(Some records)
○ ○ ○ ○
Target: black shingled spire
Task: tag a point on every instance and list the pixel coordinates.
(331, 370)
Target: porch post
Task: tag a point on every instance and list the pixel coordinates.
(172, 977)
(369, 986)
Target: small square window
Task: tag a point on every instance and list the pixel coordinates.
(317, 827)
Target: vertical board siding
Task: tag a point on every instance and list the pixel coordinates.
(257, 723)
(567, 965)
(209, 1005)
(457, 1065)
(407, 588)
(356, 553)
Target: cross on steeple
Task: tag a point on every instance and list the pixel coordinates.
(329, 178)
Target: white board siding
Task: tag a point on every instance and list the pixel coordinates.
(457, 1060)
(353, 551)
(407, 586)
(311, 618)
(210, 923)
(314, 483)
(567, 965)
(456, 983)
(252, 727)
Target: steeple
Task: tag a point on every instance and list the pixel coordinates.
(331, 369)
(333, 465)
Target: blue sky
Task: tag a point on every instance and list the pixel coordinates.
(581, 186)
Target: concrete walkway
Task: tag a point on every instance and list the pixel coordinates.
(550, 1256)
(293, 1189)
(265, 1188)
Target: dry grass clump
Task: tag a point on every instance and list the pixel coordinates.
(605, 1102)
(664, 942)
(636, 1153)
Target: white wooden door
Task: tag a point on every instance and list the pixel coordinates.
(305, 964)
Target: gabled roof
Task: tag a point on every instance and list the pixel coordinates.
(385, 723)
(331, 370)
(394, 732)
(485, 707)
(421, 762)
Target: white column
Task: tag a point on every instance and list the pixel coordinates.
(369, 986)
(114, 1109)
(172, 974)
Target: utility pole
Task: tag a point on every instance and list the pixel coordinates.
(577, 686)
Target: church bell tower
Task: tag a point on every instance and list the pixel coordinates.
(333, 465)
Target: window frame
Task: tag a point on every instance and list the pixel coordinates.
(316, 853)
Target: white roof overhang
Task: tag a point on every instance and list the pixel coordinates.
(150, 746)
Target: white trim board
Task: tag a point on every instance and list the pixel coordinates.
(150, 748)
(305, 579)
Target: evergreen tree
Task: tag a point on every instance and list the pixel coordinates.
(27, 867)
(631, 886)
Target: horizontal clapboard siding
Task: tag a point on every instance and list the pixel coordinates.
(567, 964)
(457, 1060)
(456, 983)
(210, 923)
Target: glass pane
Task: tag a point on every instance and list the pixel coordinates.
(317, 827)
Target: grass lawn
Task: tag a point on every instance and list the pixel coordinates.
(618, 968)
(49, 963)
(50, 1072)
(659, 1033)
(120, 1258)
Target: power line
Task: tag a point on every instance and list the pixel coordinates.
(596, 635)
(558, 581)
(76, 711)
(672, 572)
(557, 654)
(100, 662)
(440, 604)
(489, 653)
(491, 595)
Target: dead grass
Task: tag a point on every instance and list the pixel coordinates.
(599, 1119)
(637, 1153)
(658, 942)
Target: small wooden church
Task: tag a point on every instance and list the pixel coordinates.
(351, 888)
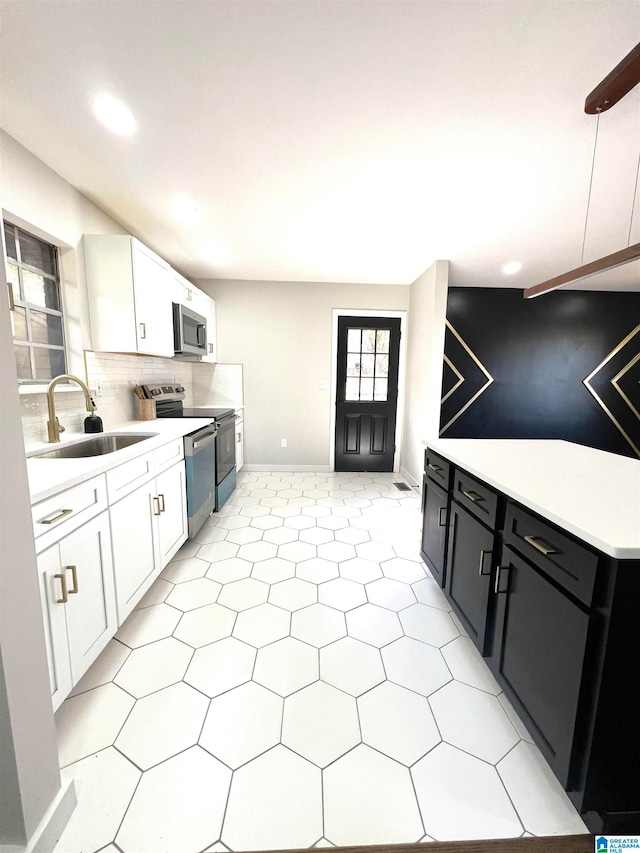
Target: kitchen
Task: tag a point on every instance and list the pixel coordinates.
(249, 318)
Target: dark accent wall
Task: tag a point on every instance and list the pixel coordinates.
(538, 352)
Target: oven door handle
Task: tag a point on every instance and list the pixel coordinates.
(203, 441)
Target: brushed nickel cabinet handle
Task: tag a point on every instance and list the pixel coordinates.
(483, 554)
(540, 545)
(57, 517)
(63, 583)
(74, 575)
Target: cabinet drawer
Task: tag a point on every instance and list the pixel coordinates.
(572, 564)
(437, 468)
(59, 515)
(125, 478)
(475, 496)
(166, 456)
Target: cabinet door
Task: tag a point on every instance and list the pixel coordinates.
(55, 626)
(135, 555)
(152, 298)
(434, 528)
(468, 572)
(538, 656)
(85, 558)
(172, 521)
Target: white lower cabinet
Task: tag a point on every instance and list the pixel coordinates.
(148, 526)
(78, 602)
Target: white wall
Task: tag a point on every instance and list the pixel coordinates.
(425, 348)
(281, 332)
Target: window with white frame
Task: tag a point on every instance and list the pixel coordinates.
(34, 293)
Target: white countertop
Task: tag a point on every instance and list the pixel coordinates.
(47, 477)
(593, 494)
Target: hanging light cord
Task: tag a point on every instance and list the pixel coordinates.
(593, 163)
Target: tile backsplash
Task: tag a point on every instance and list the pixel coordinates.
(115, 375)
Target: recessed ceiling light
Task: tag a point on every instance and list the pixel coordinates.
(186, 210)
(114, 114)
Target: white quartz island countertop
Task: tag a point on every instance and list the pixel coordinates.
(47, 477)
(593, 494)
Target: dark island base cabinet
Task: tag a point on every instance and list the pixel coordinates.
(469, 561)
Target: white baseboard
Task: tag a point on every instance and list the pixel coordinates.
(266, 469)
(50, 828)
(409, 478)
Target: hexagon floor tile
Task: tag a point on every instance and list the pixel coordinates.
(243, 686)
(338, 731)
(242, 724)
(286, 665)
(379, 808)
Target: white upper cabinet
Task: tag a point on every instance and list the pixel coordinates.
(130, 294)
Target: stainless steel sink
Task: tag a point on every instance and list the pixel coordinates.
(97, 445)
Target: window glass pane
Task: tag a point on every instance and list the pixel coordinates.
(353, 340)
(22, 362)
(353, 365)
(382, 340)
(49, 362)
(368, 364)
(368, 340)
(19, 323)
(352, 391)
(366, 389)
(40, 290)
(10, 240)
(382, 365)
(46, 328)
(36, 253)
(380, 392)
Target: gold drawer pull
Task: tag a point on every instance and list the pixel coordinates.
(74, 575)
(540, 545)
(63, 583)
(56, 517)
(483, 554)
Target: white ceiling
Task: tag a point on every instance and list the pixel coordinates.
(348, 141)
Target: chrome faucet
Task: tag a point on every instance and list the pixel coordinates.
(53, 424)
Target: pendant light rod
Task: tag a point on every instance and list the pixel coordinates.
(616, 84)
(617, 259)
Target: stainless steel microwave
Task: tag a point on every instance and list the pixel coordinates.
(189, 332)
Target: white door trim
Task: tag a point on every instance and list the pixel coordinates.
(402, 366)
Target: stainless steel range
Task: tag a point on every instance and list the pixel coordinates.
(210, 452)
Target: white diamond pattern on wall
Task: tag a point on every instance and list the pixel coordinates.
(296, 679)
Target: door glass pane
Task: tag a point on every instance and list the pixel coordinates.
(366, 389)
(353, 365)
(19, 323)
(380, 391)
(368, 340)
(353, 340)
(368, 365)
(352, 392)
(40, 290)
(36, 253)
(382, 365)
(10, 240)
(22, 362)
(49, 362)
(46, 328)
(382, 340)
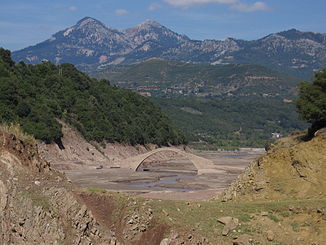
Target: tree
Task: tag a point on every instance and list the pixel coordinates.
(311, 104)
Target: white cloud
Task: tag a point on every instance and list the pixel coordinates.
(189, 3)
(154, 6)
(234, 4)
(120, 12)
(257, 6)
(72, 8)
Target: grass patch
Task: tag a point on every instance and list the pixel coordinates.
(274, 218)
(39, 200)
(16, 130)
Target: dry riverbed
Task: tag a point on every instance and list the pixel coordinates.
(170, 179)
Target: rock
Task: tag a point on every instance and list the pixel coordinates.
(242, 240)
(264, 213)
(165, 241)
(270, 235)
(229, 222)
(225, 231)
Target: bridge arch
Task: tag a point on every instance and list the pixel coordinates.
(202, 165)
(166, 150)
○ ○ ○ ○
Requirements
From the line that contains "Target: tree" to the last line of the material above, repeat every line exactly, keeping both the first and the last.

Solution to this task
Target: tree
Task: tag a point on every instance and list the pixel coordinates.
(311, 104)
Target: white cloud
Task: tag a point on every instance and list the pixel coordinates.
(189, 3)
(154, 6)
(234, 4)
(120, 12)
(257, 6)
(72, 8)
Target: grass patch
Task: tag a point on every instance and list the pixel coordinates.
(274, 218)
(39, 200)
(16, 130)
Target: dry riverbed
Task: tag a point on every instance and list the pixel coordinates.
(170, 179)
Target: rock
Task: tag a point on every instance and list the pixel coordinates.
(242, 240)
(264, 213)
(165, 241)
(270, 235)
(229, 222)
(225, 231)
Target: bridge arch
Task: tag a point on every instance and list the pixel coordinates.
(202, 165)
(166, 150)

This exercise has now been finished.